DVCA Prof John Simons

Your Questions Answered from the DVC/A Town Hall

The DVC/A portfolio hosted a Town Hall event on Thursday 3 November to update the university community on achievements to date and strategic projects underway. Professors Simons and Young shared the Macquarie Theatre stage with Directors and Managers with priority given to the Indigenous White Paper, the Widening Participation Green Paper and the Library’s vision for leading nexus and ‘epic’ projects across campus.

The broader Learning and Teaching agenda was opened up to the floor of DVC/A staff for questions from attendees using live polling software. In addition to compliments on Professor Young’s tie: ‘great tie Sherman!’ and ‘vote 1 Sherman’s tie’, there were too many questions to get through in the one session, so we have compiled responses here.

How are we going about supporting students from refugee backgrounds?
The LEAP-Macquarie Mentoring program has been running very successfully for six years now, with 67 former mentees studying at university.  This year the Widening Participation Unit has been successful in attracting two external national grants, from the Office of Learning and Teaching (OLT) and National Priorities Pool (NPP), to research and develop a transition program for students from refugee backgrounds entering higher education. Our first Syrian refugee recruited through our link with CARA has just completed his MRes and is about to start his PhD.

Dataset excerpts.
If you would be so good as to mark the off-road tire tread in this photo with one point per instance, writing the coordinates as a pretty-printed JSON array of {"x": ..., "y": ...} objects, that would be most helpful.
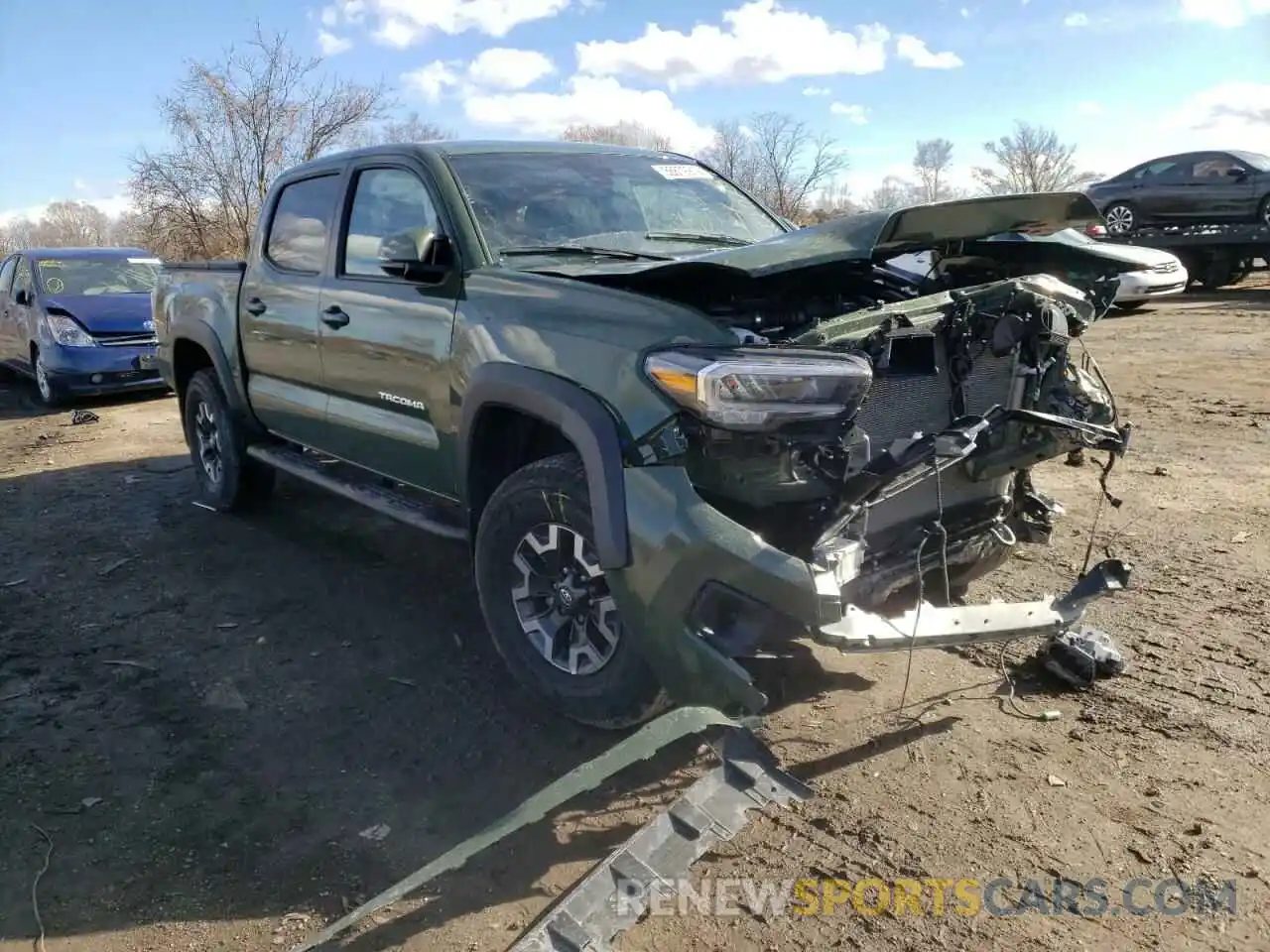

==

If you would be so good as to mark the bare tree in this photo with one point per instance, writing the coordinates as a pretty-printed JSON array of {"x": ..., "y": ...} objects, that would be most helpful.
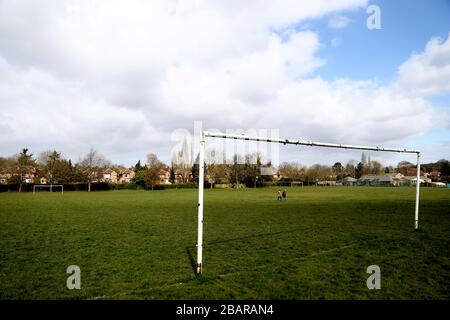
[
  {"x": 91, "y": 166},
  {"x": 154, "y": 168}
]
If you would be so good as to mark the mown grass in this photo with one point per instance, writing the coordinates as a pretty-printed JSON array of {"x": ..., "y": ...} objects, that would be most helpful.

---

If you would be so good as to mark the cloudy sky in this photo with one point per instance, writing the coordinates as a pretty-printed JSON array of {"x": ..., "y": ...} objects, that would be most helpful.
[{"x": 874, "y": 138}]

Complete the following.
A. In the Town Hall page, how many former mentees of the LEAP-Macquarie Mentoring program are now studying at university?
B. Transcribe the Town Hall page from "Your Questions Answered" to "from refugee backgrounds?".

Exercise responses.
A. 67

B.
Your Questions Answered from the DVC/A Town Hall

The DVC/A portfolio hosted a Town Hall event on Thursday 3 November to update the university community on achievements to date and strategic projects underway. Professors Simons and Young shared the Macquarie Theatre stage with Directors and Managers with priority given to the Indigenous White Paper, the Widening Participation Green Paper and the Library’s vision for leading nexus and ‘epic’ projects across campus.

The broader Learning and Teaching agenda was opened up to the floor of DVC/A staff for questions from attendees using live polling software. In addition to compliments on Professor Young’s tie: ‘great tie Sherman!’ and ‘vote 1 Sherman’s tie’, there were too many questions to get through in the one session, so we have compiled responses here.

How are we going about supporting students from refugee backgrounds?